- What you should do
Copy, from the listing, every line in which the string "wooden" is present.
BEGIN
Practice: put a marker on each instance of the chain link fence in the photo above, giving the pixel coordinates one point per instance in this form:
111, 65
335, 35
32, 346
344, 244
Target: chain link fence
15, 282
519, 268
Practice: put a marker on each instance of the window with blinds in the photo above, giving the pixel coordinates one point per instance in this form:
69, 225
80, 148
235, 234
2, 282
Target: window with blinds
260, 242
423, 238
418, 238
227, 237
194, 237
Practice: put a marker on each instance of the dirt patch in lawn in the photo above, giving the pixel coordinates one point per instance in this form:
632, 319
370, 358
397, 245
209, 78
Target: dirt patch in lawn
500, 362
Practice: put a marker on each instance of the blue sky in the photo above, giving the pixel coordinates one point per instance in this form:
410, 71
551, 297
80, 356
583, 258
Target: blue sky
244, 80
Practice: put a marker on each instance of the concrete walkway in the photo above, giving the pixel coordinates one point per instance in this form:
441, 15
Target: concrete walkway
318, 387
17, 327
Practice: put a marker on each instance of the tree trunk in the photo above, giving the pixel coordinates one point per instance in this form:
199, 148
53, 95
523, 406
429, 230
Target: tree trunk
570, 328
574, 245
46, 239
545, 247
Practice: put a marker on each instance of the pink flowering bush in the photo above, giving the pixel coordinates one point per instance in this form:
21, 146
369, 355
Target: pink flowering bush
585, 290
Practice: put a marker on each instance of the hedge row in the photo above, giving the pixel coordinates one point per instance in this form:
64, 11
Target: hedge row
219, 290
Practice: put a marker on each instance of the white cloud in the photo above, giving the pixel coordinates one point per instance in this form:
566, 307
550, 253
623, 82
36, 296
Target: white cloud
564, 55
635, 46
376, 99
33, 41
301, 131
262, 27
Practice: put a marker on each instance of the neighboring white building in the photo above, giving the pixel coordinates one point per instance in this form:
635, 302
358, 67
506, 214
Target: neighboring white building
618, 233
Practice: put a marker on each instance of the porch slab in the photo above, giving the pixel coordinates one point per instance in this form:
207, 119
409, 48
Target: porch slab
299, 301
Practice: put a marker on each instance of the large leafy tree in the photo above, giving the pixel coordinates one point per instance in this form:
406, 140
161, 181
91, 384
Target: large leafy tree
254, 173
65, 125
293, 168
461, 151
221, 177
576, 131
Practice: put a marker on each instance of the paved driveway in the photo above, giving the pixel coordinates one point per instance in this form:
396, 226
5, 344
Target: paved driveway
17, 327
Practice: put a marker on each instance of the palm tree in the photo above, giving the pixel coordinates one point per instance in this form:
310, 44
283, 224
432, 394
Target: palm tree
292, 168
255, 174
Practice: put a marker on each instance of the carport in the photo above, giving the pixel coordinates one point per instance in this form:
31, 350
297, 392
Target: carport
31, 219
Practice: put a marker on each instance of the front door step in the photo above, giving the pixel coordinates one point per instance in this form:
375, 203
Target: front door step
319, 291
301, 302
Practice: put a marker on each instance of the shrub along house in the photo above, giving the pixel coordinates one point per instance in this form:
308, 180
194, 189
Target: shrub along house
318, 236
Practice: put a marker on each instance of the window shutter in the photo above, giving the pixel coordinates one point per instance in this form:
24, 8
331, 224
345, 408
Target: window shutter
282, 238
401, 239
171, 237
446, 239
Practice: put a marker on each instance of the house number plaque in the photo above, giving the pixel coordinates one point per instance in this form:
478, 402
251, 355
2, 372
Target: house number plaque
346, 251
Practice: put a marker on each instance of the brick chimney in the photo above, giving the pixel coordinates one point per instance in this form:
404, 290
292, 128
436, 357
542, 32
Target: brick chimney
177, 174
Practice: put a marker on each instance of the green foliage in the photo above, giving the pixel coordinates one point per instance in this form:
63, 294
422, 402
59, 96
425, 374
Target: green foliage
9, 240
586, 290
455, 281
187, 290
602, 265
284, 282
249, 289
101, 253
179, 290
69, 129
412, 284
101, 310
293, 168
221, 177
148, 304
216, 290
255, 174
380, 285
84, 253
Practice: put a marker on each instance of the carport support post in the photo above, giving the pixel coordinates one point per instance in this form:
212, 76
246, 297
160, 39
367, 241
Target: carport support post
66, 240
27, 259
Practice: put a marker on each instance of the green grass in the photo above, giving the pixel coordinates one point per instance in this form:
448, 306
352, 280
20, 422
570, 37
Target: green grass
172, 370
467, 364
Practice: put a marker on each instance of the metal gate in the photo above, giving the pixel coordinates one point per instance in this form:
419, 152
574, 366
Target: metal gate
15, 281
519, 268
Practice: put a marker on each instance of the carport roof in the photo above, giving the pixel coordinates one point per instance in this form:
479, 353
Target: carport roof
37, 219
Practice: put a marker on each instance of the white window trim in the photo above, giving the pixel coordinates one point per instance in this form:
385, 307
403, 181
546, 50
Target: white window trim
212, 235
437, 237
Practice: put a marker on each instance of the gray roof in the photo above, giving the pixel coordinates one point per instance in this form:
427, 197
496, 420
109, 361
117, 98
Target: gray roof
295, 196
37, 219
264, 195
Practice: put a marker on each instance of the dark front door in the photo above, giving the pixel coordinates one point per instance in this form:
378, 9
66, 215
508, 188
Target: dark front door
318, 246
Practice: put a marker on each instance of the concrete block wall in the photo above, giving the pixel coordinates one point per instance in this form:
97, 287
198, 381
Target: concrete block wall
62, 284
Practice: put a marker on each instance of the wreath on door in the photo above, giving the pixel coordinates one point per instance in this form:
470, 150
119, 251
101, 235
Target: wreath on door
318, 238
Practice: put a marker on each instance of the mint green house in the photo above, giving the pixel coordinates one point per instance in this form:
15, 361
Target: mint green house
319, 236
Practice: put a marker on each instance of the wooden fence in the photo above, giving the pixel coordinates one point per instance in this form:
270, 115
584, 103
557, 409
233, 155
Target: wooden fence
END
BEGIN
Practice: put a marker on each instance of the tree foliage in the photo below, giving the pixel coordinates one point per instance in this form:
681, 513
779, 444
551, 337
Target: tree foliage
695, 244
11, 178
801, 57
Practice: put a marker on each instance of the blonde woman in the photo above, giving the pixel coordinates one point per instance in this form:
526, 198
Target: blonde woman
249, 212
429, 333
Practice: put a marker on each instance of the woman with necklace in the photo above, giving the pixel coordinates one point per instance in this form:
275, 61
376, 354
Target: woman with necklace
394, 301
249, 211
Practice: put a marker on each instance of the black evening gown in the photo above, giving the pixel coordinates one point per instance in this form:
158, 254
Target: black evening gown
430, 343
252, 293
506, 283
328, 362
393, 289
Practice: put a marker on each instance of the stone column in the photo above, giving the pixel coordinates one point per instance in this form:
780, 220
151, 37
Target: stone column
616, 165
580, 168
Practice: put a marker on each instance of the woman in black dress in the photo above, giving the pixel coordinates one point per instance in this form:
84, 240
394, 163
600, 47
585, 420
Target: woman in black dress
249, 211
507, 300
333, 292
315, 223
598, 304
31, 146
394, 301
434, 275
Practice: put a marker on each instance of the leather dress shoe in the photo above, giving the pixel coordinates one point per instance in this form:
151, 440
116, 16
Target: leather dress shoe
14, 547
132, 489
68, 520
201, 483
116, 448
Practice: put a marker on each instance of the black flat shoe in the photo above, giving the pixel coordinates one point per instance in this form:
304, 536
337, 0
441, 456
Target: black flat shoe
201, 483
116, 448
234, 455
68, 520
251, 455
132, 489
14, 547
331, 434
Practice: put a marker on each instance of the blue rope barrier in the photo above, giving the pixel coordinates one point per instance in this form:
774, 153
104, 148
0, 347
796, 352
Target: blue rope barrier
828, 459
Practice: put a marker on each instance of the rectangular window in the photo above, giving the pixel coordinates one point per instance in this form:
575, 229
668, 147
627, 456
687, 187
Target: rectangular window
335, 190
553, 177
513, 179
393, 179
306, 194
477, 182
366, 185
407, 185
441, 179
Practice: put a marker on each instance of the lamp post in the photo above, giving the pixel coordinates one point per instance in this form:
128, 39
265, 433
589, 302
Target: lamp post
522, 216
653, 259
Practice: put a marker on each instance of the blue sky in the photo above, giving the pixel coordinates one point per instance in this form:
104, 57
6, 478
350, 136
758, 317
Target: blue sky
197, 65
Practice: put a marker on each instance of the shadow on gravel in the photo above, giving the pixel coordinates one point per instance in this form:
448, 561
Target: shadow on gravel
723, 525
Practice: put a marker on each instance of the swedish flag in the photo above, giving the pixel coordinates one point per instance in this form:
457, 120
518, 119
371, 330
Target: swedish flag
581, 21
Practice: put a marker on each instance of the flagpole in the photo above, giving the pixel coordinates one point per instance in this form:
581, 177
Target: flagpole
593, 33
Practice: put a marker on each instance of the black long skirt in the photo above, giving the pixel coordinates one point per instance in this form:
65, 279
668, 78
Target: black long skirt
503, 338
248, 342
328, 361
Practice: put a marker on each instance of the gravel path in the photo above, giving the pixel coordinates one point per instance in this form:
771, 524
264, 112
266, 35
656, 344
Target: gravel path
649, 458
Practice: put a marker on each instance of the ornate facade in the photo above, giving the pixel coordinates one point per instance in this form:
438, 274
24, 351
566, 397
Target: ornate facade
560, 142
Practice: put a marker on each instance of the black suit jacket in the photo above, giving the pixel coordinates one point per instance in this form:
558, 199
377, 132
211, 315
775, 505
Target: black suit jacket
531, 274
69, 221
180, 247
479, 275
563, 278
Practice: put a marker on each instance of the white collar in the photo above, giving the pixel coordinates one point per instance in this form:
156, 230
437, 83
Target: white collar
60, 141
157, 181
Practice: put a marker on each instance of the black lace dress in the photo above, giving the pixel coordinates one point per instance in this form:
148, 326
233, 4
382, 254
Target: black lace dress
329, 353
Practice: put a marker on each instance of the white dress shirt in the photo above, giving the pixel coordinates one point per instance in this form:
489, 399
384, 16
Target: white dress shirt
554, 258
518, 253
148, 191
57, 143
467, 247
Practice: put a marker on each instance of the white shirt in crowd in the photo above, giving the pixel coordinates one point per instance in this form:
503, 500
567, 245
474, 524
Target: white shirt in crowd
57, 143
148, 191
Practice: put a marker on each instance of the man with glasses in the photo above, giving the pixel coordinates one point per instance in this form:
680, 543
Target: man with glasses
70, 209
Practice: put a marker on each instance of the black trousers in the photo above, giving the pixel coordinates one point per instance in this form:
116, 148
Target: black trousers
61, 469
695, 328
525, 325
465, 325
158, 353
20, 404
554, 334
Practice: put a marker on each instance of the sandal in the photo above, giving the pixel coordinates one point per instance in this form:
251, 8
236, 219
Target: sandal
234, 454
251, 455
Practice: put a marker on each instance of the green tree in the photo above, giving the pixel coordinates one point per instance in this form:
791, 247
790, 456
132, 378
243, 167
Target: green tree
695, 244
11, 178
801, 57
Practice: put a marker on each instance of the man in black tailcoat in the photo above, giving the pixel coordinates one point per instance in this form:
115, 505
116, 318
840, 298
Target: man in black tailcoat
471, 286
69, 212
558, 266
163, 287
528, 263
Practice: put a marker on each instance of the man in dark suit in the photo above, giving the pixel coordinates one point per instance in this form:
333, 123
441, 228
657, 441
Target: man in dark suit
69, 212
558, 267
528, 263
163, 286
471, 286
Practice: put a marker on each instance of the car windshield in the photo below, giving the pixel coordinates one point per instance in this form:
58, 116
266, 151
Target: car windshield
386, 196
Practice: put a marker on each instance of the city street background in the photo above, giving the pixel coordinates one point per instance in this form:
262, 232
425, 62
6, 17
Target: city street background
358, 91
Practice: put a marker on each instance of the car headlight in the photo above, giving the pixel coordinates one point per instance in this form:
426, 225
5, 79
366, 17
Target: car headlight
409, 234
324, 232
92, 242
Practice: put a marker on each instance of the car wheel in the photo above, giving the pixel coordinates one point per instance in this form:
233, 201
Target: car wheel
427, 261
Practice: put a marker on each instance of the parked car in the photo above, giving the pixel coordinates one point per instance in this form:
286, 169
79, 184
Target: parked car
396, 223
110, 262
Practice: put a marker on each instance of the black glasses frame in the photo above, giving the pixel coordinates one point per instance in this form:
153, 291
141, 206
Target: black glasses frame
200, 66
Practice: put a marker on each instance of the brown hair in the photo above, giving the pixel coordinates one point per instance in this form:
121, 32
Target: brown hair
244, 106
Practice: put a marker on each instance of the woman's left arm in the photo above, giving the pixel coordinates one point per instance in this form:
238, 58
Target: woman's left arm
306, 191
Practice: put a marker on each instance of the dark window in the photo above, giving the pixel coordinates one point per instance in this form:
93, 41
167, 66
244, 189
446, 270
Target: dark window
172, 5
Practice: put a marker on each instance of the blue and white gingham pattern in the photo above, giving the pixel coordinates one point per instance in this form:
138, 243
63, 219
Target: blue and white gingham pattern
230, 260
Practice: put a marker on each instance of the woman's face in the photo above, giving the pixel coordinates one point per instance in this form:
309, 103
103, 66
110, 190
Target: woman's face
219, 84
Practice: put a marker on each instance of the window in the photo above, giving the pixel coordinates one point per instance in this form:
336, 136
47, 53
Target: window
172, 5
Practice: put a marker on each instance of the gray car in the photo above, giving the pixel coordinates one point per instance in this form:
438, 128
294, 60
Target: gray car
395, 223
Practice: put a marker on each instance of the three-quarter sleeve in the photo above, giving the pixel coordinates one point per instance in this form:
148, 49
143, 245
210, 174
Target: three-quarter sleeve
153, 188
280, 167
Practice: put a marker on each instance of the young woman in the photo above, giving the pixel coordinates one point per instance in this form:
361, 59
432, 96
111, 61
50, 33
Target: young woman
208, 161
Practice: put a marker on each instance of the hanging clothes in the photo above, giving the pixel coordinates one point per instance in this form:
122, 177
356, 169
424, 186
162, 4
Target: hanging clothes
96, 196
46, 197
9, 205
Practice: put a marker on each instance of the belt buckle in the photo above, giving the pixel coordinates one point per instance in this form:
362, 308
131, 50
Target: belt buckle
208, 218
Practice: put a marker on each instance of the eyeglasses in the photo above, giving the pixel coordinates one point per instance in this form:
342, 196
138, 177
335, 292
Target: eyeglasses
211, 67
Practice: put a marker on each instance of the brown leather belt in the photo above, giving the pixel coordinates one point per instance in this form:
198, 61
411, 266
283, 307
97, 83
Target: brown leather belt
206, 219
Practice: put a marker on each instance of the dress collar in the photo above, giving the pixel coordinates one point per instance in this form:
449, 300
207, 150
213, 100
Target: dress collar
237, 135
END
BEGIN
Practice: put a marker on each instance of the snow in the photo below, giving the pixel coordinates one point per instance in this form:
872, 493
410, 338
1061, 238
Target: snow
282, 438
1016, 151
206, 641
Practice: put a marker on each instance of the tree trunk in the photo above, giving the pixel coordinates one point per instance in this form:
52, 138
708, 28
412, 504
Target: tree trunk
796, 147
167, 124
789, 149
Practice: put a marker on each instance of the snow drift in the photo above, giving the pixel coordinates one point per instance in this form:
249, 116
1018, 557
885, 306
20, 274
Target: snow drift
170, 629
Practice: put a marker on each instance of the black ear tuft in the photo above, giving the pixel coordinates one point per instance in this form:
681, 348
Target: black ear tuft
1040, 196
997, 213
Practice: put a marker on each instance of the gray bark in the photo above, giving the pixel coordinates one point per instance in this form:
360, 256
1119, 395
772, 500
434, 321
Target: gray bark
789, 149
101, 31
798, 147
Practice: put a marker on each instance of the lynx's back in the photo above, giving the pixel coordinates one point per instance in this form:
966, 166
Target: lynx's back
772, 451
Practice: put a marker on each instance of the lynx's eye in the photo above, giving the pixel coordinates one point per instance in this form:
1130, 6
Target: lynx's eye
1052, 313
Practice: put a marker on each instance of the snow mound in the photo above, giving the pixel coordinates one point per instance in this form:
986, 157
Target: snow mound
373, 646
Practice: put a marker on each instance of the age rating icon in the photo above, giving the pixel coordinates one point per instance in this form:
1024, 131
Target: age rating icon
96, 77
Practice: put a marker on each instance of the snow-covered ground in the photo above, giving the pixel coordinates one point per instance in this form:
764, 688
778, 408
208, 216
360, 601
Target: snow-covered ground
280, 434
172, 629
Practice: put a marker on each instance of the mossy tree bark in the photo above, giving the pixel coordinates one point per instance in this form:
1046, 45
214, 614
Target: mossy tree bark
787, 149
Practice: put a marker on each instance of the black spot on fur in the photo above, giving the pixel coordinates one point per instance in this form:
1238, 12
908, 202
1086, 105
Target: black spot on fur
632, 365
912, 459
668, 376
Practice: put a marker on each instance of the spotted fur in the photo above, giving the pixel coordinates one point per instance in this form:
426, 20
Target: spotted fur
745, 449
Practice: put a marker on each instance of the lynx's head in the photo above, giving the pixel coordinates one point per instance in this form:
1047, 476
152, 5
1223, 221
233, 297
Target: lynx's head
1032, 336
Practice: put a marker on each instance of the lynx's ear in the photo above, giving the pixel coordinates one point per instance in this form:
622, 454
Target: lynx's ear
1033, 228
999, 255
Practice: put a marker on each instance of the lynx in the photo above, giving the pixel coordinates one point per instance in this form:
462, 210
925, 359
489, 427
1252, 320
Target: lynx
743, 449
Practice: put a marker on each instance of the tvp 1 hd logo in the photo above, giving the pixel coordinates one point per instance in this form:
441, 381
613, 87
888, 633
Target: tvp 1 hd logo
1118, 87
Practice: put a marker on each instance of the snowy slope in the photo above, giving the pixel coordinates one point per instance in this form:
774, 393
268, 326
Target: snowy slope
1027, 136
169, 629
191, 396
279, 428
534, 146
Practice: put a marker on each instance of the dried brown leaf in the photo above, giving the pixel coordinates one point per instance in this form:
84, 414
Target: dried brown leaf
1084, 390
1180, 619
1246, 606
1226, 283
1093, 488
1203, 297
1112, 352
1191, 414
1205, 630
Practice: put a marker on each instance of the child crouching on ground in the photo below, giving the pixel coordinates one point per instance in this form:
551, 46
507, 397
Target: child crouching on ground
END
- Result of the task
Practice: put a marker on each instance of the wooden fence in the photo above, giving the pixel coordinates one point per instance in this form:
Target: wooden fence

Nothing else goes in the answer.